→ Work instruction
From the records that follow, give the number of lines that include the word "forest", with no further words.

*** Exercise data Section Begins ***

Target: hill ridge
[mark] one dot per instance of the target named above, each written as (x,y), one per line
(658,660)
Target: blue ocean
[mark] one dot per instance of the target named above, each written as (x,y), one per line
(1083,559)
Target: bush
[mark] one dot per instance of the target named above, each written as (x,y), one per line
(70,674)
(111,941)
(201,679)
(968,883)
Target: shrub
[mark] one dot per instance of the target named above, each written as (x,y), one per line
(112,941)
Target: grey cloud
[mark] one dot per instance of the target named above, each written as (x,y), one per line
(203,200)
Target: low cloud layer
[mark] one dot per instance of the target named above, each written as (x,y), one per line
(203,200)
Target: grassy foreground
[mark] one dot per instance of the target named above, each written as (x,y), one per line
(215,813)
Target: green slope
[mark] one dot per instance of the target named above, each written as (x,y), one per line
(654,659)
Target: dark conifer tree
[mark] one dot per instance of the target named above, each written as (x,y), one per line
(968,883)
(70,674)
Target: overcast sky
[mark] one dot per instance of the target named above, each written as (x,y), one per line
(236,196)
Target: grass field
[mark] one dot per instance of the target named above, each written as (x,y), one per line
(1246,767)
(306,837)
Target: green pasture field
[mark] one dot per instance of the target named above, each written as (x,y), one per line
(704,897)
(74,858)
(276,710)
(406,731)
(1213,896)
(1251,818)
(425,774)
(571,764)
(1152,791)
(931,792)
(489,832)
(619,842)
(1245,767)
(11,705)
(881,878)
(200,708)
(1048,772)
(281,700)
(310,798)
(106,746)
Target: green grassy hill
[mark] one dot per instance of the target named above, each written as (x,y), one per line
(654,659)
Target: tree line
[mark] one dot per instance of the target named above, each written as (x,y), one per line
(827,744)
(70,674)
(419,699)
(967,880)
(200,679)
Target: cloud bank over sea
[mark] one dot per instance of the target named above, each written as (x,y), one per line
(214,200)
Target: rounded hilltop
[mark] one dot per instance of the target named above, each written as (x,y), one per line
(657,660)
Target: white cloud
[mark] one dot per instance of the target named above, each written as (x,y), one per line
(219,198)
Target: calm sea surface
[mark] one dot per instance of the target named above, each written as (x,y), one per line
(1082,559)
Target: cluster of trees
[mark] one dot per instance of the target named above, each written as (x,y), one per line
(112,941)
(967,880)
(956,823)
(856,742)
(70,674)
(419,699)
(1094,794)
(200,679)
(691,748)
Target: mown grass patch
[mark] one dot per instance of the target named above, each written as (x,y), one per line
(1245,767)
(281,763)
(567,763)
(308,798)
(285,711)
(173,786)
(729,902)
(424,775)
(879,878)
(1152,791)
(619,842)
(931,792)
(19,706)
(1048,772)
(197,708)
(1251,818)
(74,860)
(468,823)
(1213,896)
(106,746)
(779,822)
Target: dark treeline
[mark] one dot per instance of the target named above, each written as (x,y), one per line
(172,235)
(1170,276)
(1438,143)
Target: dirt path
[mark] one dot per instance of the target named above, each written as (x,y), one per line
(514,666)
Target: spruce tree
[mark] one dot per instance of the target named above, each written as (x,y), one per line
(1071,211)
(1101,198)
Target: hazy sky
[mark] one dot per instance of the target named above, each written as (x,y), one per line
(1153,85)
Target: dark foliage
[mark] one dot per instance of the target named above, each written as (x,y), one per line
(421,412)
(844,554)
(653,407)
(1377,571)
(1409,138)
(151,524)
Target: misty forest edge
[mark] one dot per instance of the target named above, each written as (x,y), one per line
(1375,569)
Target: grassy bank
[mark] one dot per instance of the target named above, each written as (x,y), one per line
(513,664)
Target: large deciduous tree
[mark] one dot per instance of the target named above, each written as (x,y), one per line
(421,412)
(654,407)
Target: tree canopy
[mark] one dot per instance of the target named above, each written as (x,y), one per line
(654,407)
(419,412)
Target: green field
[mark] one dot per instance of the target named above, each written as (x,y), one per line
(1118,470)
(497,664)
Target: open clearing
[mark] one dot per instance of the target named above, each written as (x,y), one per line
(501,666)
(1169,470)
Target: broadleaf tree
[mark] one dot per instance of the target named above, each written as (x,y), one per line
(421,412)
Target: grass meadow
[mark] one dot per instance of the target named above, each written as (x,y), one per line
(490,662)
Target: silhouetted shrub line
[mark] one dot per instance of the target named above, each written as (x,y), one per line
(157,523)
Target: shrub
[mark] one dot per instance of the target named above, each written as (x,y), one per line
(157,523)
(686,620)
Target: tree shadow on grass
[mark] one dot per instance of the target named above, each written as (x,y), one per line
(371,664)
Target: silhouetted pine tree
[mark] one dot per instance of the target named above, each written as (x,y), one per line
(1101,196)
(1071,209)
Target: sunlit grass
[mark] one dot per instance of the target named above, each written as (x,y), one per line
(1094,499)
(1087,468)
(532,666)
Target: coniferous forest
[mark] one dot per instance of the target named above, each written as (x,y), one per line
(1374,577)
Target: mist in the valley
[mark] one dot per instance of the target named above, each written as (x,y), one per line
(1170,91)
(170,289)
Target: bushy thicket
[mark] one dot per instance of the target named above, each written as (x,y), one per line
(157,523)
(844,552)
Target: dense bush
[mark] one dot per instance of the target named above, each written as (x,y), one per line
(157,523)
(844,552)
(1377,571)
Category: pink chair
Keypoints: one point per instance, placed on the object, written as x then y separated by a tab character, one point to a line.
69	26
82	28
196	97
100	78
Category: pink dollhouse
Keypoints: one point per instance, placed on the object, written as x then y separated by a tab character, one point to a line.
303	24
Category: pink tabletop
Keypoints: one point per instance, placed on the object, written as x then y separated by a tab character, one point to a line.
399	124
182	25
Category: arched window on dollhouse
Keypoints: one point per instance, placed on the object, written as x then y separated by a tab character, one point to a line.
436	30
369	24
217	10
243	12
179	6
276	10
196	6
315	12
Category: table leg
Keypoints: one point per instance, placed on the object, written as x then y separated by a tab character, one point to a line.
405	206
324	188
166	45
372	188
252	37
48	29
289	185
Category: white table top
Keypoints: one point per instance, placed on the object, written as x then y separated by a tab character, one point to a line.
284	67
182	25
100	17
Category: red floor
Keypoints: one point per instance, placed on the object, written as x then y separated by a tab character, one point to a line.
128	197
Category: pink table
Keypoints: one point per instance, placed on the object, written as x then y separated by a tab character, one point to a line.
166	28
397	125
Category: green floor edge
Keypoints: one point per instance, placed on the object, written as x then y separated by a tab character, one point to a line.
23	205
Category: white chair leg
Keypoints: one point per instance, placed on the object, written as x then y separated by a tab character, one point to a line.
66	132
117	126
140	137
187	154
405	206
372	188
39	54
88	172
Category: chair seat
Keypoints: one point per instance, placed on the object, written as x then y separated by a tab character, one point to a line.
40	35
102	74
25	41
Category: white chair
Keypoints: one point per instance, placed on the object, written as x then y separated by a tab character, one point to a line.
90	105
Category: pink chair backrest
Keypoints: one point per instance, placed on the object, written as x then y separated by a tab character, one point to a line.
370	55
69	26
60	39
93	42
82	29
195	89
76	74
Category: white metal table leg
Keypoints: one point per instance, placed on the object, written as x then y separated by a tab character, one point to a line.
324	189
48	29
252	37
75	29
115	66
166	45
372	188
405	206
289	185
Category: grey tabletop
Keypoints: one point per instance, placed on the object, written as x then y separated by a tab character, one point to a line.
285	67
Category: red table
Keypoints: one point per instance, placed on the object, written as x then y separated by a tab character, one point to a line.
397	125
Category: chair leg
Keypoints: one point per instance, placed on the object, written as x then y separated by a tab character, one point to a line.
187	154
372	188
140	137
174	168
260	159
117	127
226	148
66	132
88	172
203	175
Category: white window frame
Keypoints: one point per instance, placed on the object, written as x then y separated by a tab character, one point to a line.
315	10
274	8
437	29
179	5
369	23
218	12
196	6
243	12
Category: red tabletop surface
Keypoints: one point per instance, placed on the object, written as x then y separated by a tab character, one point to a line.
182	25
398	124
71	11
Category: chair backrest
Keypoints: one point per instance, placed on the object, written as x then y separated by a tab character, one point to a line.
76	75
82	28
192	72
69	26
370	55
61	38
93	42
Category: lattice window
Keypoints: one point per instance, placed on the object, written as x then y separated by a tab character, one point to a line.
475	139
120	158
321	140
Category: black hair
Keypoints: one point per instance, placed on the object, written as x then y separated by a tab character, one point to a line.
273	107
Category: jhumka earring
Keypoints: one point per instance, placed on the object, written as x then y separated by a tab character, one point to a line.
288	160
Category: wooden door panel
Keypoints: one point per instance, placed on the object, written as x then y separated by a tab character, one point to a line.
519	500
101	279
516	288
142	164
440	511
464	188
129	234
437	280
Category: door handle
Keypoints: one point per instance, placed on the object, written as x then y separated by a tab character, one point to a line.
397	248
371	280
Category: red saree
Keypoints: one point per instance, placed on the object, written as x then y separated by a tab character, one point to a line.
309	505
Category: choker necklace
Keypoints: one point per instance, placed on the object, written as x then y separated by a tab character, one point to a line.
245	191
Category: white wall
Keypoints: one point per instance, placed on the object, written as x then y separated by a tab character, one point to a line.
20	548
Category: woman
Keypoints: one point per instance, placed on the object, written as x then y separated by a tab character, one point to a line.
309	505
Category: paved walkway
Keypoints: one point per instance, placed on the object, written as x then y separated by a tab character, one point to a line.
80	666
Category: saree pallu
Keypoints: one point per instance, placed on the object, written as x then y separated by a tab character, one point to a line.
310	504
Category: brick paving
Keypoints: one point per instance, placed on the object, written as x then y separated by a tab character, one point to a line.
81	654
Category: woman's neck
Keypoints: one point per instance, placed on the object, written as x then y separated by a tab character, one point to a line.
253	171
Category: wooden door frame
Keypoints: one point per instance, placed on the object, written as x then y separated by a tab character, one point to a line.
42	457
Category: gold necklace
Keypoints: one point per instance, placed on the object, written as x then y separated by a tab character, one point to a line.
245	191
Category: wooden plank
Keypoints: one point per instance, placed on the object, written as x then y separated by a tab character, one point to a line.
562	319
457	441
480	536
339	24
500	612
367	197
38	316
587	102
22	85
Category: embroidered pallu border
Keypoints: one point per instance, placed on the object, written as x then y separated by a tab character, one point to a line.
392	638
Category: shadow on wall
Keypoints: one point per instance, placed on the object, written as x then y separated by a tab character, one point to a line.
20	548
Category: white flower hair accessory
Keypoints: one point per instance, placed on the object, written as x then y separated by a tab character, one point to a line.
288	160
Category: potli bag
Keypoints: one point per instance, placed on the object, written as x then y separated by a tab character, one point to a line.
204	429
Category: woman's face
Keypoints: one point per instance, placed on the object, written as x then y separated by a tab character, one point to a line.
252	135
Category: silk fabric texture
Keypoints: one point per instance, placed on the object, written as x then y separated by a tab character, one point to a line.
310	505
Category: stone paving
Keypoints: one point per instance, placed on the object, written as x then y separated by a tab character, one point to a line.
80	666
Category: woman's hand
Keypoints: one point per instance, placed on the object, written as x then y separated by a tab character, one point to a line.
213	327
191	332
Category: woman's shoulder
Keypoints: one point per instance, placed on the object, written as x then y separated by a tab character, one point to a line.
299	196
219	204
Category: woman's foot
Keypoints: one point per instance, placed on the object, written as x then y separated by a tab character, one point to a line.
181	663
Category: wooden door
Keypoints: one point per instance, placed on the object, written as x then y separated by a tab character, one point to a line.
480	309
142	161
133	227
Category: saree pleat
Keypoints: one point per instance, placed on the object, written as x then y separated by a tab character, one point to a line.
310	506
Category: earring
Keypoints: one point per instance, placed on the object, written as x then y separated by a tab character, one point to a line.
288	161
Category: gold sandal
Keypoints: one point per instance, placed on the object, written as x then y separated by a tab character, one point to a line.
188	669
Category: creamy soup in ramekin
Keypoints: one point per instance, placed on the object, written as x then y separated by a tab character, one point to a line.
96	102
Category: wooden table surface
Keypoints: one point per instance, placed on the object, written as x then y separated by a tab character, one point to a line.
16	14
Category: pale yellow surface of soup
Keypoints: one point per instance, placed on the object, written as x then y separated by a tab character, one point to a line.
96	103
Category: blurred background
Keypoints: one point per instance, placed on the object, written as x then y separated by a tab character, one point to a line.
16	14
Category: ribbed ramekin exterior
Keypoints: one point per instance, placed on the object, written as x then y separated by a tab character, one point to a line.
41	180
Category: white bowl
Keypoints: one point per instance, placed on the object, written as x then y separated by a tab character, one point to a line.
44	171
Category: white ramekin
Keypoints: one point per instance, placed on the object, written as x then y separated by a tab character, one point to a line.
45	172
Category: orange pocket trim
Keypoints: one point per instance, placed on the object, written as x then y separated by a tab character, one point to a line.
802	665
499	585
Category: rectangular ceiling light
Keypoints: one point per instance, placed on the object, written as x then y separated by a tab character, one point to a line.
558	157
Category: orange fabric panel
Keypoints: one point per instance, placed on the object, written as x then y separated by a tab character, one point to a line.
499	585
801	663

*** Exercise data Section Ends ***

→ Expected answer
2